TASK TO CARRY OUT: Copy each of the records below word for word, changing nothing.

TASK DATA:
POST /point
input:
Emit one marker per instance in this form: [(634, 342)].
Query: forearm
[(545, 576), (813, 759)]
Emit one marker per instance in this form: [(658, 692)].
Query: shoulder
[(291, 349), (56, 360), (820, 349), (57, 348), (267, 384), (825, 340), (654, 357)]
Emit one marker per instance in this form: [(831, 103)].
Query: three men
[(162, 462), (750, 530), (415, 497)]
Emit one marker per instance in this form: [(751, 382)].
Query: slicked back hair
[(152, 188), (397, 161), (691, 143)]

SOLUTION TO THIS EXERCISE:
POST /point
input:
Emit one marker per instance in this form: [(634, 342)].
Query: forearm
[(545, 576), (813, 759)]
Emit one marker per instance in this form: [(658, 692)].
Query: shoulder
[(291, 349), (56, 360), (820, 349), (57, 348), (267, 384), (825, 340), (654, 357)]
Emit one marker per instance in this form: [(831, 103)].
Query: three men
[(162, 462), (750, 530), (415, 497)]
Emit one marker per instance in this form: [(751, 382)].
Query: slicked back hair
[(152, 188), (397, 161), (691, 143)]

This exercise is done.